● Provided text:
□ □ □ □

I got 6 bottles out of this batch. If you are a big sweet/sour fan, this one's for you. Good drinking early, too. I'm drinking today's bottling leftovers at 3 months out. I'm sure it'll get even better with some age. You can adjust the sour with back sweetening. If you don't plan to back sweeten, I highly suggest using less lime juice, as it seems to come out a bit more with time, and at full dryness i think your mouth would pucker down into your throat 

Got the idea when hubby picked out blueberry ice cream at the store, and I got lime sherbet. They tasted pretty darn good together! Now to make a big batch...


----------



## Marta Sommer (Dec 26, 2017)

Hi i am Interested in your Blueberry Lime recipes, very happy to see such a sour flavoured recipes.


----------



## AkTom (Dec 27, 2017)

I just happen to have some frozen blueberries...


----------



## HarrysHomeBrew (Jan 12, 2018)

My wife loves mike's hard strawberry lemonade. I think I will try something like. Think it would work with frozen concentrate limeade? After reading this I bout me some frozen blueberries. If I start that batch I will give updates.


----------



## Northerngal (Jan 29, 2018)

HarrysHomeBrew said:


> My wife loves mike's hard strawberry lemonade. I think I will try something like. Think it would work with frozen concentrate limeade? After reading this I bout me some frozen blueberries. If I start that batch I will give updates.



Do a google search for “Dragons Blood” wine recipe. It’s a variation on skeeter pee (lemon wine). Should work well with strawberries & lemon! The lemon may overpower the strawberries a bit so maybe consider an fpac to backsweeten & flavour. In fact; I am inspired! 

To the drawing board...!


----------

□ □ □ □

● Listed records:
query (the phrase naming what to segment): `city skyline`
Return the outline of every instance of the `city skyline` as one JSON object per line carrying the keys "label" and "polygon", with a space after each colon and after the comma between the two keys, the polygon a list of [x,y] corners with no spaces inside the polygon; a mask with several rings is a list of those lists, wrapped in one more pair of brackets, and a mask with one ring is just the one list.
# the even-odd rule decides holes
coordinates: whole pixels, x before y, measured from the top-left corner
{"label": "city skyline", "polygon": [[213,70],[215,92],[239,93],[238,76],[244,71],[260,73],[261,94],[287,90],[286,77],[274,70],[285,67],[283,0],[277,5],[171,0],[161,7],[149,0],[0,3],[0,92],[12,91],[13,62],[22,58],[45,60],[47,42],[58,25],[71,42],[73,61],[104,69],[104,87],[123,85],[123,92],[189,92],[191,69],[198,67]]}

□ □ □ □

● Task requirements:
A: Summarize the blueberry lime wine thread in two sentences.
B: Reproduce the part of the blueberry lime wine thread between "Hi i am Interested" and "some frozen blueberries...", inclusive.

● Results for each task:
A: A batch of blueberry lime wine produced six bottles that are already good to drink at three months, and the poster recommends back sweetening or, without it, using less lime juice, since the sourness comes out more with time. Replies show interest in the recipe: one member asks whether frozen limeade concentrate would work, and another suggests searching for the "Dragons Blood" wine recipe, a variation on skeeter pee.

B:
Hi i am Interested in your Blueberry Lime recipes, very happy to see such a sour flavoured recipes.


----------



## AkTom (Dec 27, 2017)

I just happen to have some frozen blueberries...